_Task objective_
Convert every line of the records below into a JSON list of strings, one string per line. Leave out any blank lines.

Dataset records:

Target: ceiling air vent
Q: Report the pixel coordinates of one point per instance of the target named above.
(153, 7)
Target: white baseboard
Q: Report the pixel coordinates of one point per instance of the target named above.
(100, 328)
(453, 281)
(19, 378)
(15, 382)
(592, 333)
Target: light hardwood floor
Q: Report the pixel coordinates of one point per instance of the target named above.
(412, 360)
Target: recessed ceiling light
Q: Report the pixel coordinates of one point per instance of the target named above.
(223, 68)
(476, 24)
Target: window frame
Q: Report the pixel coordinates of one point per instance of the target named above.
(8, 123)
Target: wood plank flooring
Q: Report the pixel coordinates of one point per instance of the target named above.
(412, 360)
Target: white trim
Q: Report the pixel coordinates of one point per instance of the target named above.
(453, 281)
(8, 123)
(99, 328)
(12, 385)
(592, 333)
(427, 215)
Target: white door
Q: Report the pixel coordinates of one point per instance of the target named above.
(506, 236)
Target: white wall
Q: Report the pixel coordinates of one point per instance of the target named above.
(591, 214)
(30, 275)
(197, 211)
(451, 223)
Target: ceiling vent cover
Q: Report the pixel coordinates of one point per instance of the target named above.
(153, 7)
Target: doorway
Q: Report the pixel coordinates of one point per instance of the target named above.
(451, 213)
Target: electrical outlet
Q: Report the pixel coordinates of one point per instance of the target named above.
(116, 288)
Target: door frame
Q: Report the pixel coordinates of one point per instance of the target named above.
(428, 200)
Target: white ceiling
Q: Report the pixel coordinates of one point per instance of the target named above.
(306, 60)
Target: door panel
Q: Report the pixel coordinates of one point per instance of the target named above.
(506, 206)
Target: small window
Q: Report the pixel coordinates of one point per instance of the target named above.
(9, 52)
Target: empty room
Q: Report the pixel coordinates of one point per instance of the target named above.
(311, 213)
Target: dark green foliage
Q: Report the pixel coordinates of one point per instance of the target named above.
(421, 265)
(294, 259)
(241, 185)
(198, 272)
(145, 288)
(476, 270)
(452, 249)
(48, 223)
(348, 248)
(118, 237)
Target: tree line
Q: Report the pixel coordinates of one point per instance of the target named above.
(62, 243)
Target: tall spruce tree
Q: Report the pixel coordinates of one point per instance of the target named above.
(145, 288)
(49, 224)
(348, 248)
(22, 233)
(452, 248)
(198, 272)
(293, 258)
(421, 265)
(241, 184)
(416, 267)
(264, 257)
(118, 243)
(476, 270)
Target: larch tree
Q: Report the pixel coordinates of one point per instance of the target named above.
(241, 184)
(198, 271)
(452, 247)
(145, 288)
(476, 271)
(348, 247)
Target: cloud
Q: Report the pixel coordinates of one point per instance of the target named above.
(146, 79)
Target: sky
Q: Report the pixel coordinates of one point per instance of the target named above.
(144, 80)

_Answer to the problem_
[
  "Target: ceiling air vent",
  "Q: Report the pixel coordinates of one point per instance of the target named above.",
  "(153, 7)",
  "Target: white baseboard",
  "Q: Report the pixel coordinates of one point per instance of the target named above.",
  "(100, 328)",
  "(453, 281)",
  "(19, 378)",
  "(15, 382)",
  "(592, 333)",
  "Target: light hardwood floor",
  "Q: Report the pixel coordinates of one point per instance of the target named above.",
  "(412, 360)",
  "Target: recessed ceiling light",
  "Q: Report the pixel coordinates of one point per instance of the target named above.",
  "(223, 68)",
  "(476, 24)",
  "Target: window frame",
  "Q: Report the pixel coordinates of one point per instance of the target named above.",
  "(8, 123)",
  "Target: wood plank flooring",
  "Q: Report the pixel coordinates of one point per instance of the target named above.",
  "(412, 360)",
  "Target: white trim",
  "Q: Report the pixel coordinates of one point per instance of the target named above.",
  "(453, 281)",
  "(8, 123)",
  "(99, 328)",
  "(12, 385)",
  "(592, 333)",
  "(427, 215)",
  "Target: white door",
  "Q: Report the pixel coordinates of one point per instance of the target named above.",
  "(506, 236)",
  "Target: white wall",
  "Q: Report the pixel coordinates of one point per instance of the target named above.",
  "(591, 214)",
  "(30, 275)",
  "(197, 211)",
  "(451, 223)",
  "Target: ceiling vent cover",
  "Q: Report the pixel coordinates of one point per instance of the target named above.",
  "(153, 7)",
  "Target: doorway",
  "Q: Report the pixel coordinates of one point per instance of the target named above.",
  "(451, 213)",
  "Target: electrical outlet",
  "Q: Report the pixel coordinates of one point per instance of the target named above.",
  "(116, 288)",
  "Target: door frame",
  "Q: Report the pixel coordinates of one point per instance of the target named above.",
  "(428, 200)",
  "Target: white ceiling",
  "Q: Report the pixel coordinates of one point per instance of the target named above.",
  "(306, 60)",
  "Target: door panel",
  "Q: Report the pixel coordinates of one point per instance of the target named above.",
  "(506, 206)",
  "Target: small window",
  "Q: Report the pixel coordinates of one point per instance of the target named above.",
  "(9, 52)",
  "Target: empty room",
  "Q: Report the pixel coordinates of one point per instance of the target named above.",
  "(311, 213)",
  "Target: dark green foliage",
  "Q: Report the pixel coordinates of one point per instance of the target named above.",
  "(421, 265)",
  "(294, 259)",
  "(241, 185)",
  "(198, 272)",
  "(145, 288)",
  "(476, 270)",
  "(452, 249)",
  "(48, 223)",
  "(348, 248)",
  "(118, 237)",
  "Target: tree line",
  "Q: Report the pixel coordinates of one point per instance of the target named above.",
  "(62, 243)",
  "Target: tall spruce tree",
  "Q: Report the pixel coordinates of one point per instance of the target named above.",
  "(145, 288)",
  "(49, 224)",
  "(348, 248)",
  "(22, 233)",
  "(452, 248)",
  "(198, 272)",
  "(293, 258)",
  "(421, 265)",
  "(241, 184)",
  "(416, 267)",
  "(264, 257)",
  "(118, 243)",
  "(476, 270)",
  "Target: larch tree",
  "Q: Report the pixel coordinates of one point per instance of the target named above.",
  "(241, 184)",
  "(198, 271)",
  "(452, 247)",
  "(145, 288)",
  "(476, 271)",
  "(348, 247)",
  "Target: cloud",
  "Q: Report the pixel coordinates of one point per instance of the target named above.",
  "(146, 79)",
  "Target: sky",
  "Q: Report the pixel coordinates of one point per instance of the target named above.",
  "(144, 80)"
]